| EXERCISE BRIEF |
Repeat all of the data precisely.

───── MATERIALS PROVIDED ─────

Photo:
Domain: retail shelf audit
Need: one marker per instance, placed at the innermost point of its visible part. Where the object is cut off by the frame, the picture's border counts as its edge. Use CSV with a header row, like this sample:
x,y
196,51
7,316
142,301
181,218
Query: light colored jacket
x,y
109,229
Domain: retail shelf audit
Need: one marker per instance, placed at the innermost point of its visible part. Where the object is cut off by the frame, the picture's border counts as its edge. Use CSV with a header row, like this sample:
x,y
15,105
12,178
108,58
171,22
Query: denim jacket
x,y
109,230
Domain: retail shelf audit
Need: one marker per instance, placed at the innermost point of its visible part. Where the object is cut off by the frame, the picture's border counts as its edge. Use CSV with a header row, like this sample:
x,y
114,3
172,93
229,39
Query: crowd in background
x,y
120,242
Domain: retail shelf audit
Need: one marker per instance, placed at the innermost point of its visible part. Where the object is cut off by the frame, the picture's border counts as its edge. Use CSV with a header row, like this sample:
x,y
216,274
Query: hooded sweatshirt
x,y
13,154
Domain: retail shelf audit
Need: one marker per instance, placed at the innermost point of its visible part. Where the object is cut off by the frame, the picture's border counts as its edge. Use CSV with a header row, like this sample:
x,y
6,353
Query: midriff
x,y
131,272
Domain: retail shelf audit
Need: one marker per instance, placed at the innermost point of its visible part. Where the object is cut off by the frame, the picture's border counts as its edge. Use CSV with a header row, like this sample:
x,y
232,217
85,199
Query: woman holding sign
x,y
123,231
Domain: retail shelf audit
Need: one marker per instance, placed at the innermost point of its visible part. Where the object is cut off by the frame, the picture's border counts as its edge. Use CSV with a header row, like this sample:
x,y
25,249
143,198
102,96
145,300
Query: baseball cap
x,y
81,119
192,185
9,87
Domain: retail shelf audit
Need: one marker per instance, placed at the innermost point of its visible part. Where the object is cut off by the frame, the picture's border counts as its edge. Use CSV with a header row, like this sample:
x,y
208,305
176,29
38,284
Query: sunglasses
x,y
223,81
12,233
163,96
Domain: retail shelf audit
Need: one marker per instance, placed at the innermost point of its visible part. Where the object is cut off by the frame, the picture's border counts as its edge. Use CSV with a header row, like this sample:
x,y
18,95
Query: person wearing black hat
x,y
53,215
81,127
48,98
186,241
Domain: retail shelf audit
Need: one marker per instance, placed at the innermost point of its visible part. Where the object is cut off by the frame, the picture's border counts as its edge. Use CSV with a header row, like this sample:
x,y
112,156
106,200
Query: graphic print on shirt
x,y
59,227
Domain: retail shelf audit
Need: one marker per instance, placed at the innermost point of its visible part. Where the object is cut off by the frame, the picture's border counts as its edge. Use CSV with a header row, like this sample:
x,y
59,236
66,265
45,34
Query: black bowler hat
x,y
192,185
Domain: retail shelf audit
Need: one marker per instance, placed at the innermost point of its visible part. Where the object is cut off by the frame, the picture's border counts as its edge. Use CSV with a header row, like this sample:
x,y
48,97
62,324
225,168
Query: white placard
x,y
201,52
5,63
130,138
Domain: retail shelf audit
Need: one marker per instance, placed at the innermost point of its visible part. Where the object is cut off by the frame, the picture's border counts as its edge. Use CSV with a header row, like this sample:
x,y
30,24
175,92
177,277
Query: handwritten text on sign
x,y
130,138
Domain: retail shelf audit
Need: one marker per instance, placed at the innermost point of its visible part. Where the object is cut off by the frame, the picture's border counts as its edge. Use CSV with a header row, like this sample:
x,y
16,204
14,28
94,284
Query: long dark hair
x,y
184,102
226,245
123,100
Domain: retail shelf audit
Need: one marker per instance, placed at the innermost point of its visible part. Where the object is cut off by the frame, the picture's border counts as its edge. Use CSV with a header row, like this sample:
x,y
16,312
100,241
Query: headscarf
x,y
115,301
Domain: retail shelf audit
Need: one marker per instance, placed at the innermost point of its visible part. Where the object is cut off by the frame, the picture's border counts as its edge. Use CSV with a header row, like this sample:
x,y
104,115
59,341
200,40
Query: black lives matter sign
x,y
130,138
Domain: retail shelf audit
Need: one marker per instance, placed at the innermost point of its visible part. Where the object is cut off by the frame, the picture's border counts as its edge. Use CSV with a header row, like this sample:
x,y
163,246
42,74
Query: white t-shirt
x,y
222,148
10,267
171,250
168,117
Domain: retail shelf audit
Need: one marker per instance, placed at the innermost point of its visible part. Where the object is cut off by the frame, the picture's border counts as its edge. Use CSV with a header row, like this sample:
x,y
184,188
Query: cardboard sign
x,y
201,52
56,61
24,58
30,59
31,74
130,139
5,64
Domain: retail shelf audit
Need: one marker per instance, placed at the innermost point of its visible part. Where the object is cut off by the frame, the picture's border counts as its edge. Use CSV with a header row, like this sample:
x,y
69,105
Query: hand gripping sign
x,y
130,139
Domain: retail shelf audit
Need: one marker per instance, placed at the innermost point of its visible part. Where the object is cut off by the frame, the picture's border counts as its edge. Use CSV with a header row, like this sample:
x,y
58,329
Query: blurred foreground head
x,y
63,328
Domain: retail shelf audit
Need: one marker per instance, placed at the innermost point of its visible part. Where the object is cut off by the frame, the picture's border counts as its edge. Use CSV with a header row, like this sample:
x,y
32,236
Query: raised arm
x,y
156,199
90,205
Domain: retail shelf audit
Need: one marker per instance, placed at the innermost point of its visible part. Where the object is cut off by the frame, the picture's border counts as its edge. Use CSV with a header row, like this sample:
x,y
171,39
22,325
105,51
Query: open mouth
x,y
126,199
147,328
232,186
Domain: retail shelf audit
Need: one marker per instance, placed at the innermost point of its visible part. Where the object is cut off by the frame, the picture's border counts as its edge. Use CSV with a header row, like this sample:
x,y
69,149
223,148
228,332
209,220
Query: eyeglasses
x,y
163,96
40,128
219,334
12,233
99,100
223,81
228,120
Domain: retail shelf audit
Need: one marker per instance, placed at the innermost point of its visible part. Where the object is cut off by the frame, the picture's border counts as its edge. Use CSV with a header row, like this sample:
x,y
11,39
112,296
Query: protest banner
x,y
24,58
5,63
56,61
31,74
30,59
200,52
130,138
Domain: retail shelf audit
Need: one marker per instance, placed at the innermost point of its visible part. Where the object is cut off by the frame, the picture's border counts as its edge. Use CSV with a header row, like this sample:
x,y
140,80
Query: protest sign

─────

| WORKED SOLUTION |
Photo:
Domain: retail shelf audit
Need: one marker per instance, placed at the innermost point of its visible part. Where the object is cut off by the frame, the picture's border counts as its edge. Use CSV with a header row, like this sample:
x,y
196,51
7,316
142,301
181,218
Query: light colored jacket
x,y
109,229
Domain: retail shelf audit
Need: one marker per instance, placed at the innermost point of its visible part. Where the object is cut off by the frame, the picture's border counts as its edge. Use CSV with a header row, like this sample:
x,y
15,105
12,178
108,58
171,22
Query: denim jacket
x,y
109,230
Domain: retail shelf audit
Need: one marker per instance, placed at the innermost point of its visible part. Where the object is cut off by the frame, the picture's border counts as its edge. Use CSV with a header row, like this sample:
x,y
114,3
172,93
229,39
Query: crowd in background
x,y
120,242
Domain: retail shelf audit
Need: one marker per instance, placed at the innermost point of its visible part. Where the object is cut off by the frame, the picture's border counts as its edge. Use CSV with a header row, like this sample:
x,y
216,274
Query: hooded sweatshirt
x,y
13,154
Domain: retail shelf audit
Need: one marker per instance, placed at the innermost point of its visible part. Where the object is cut off by the frame, the picture's border counts as its edge. Use CSV with a header row, like this sample:
x,y
6,353
Query: midriff
x,y
131,272
Domain: retail shelf audit
Need: one marker per instance, placed at the innermost point of its visible part. Where the object is cut off by the frame, the picture's border counts as its edge. Use CSV with a header row, like this sample:
x,y
232,217
85,199
Query: woman holding sign
x,y
123,231
Domain: retail shelf audit
Need: one marker per instance, placed at the innermost point of its visible part. Where the object is cut off by the frame, the picture's border counts as its edge. Use CSV with a header row, like this sample:
x,y
25,249
143,198
102,96
145,300
Query: baseball cap
x,y
81,119
192,185
9,87
Domain: retail shelf audit
Need: one marker per instance, placed at the innermost point of its visible part. Where the object is cut off by the frame, the picture's border counts as its edge. Use CSV with a header row, like this sample:
x,y
208,305
176,29
38,284
Query: sunglasses
x,y
223,81
12,233
163,96
Domain: retail shelf audit
Need: one marker per instance, placed at the innermost point of its visible part. Where the object is cut off by the frame, the picture's border counts as its edge. Use CSV with a header row, like this sample:
x,y
18,95
Query: person wearing black hat
x,y
53,215
81,127
48,98
186,241
Domain: retail shelf audit
Need: one marker per instance, placed at the innermost point of its visible part. Where the object is cut off by the frame, the picture's border counts as its edge. Use CSV with a header row, like this sample:
x,y
112,156
106,200
Query: graphic print on shirt
x,y
59,227
Domain: retail shelf audit
Need: one marker per instance, placed at the innermost point of its visible part. Where the object is cut off by the frame, the picture's border counts as its edge. Use CSV with a header row, like this sample:
x,y
59,236
66,265
45,34
Query: black bowler hat
x,y
192,185
Domain: retail shelf audit
Need: one marker per instance, placed at the innermost point of its visible part. Where the object is cut off by the frame, the picture's border counts as its edge. Use CSV with a header row, like this sample:
x,y
48,97
62,324
225,168
Query: white placard
x,y
201,52
5,63
130,138
Domain: retail shelf audit
Need: one marker per instance, placed at the innermost point of its visible part. Where the object is cut off by the frame, the picture's border counts as its edge. Use CSV with a header row, like this sample:
x,y
30,24
175,92
177,277
Query: handwritten text on sign
x,y
130,138
Domain: retail shelf audit
Need: one marker per instance, placed at the innermost point of its visible part. Where the object is cut off by the frame, the picture's border counts as its edge. Use CSV with a header row, like this sample:
x,y
16,204
14,28
94,284
Query: long dark hair
x,y
184,102
226,245
123,100
Domain: retail shelf audit
Need: one marker per instance, placed at the innermost point of its visible part. Where the object is cut off by the frame, the picture's border counts as its edge. Use CSV with a header row, like this sample:
x,y
16,312
100,241
Query: headscarf
x,y
115,301
Domain: retail shelf audit
Need: one marker per instance, placed at the innermost point of its visible part. Where the object is cut off by the frame, the picture's border counts as its edge. Use CSV with a header row, like this sample:
x,y
104,115
59,341
200,40
Query: black lives matter sign
x,y
130,138
Domain: retail shelf audit
Need: one marker per instance, placed at the innermost point of its visible part. Where the object is cut off by the frame, the picture's border counts as its edge. Use CSV with a header row, like this sample:
x,y
163,246
42,74
Query: white t-shirt
x,y
222,148
10,267
171,250
168,117
Domain: retail shelf audit
Need: one marker per instance, placed at the innermost point of its visible part. Where the object is cut off by the frame, the picture's border counts as its edge. Use CSV with a header row, like this sample:
x,y
184,188
Query: cardboard sign
x,y
201,52
56,61
24,58
30,59
31,74
130,139
5,64
Domain: retail shelf audit
Need: one marker per instance, placed at the innermost point of its visible part. Where the object is cut off by the frame, the picture's border counts as its edge. Use CSV with a header row, like this sample:
x,y
69,105
Query: hand gripping sign
x,y
130,139
Domain: retail shelf audit
Need: one marker per instance, placed at the innermost point of its visible part. Where the object is cut off by the frame, the picture's border counts as its edge. Use CSV with a header row, like this sample:
x,y
58,329
Query: blurred foreground head
x,y
63,328
Domain: retail shelf audit
Need: one marker per instance, placed at the innermost point of its visible part. Where the object is cut off by the frame, the picture's border counts as its edge. Use CSV with a header row, like this sample:
x,y
32,236
Query: raised arm
x,y
156,199
90,205
Domain: retail shelf audit
Need: one marker per instance, placed at the innermost point of its visible part. Where the object is cut off by the frame, the picture's border counts as its edge. Use CSV with a header row, like this sample:
x,y
171,39
22,325
105,51
Query: open mouth
x,y
126,199
147,328
232,186
Domain: retail shelf audit
Need: one marker per instance, placed at the innermost point of its visible part. Where the object is cut off by the frame, the picture's border counts as its edge. Use CSV with a header row, like this sample:
x,y
69,149
223,148
228,332
209,220
Query: eyeglasses
x,y
163,96
40,128
219,334
12,233
99,100
223,81
228,120
Domain: retail shelf audit
Need: one marker per instance, placed at the innermost point of its visible part. Where the object is cut off by the frame, the picture's border counts as its edge. Use CSV with a header row, like this sample:
x,y
11,39
112,296
Query: protest banner
x,y
24,58
5,63
56,61
31,74
30,59
200,52
130,138
Domain: retail shelf audit
Need: one marker per instance, placed at the innermost point of its visible part. Where the object is cut off by the frame, the picture's border counts as its edge. Use CSV with a header row, like this sample:
x,y
140,80
Query: protest sign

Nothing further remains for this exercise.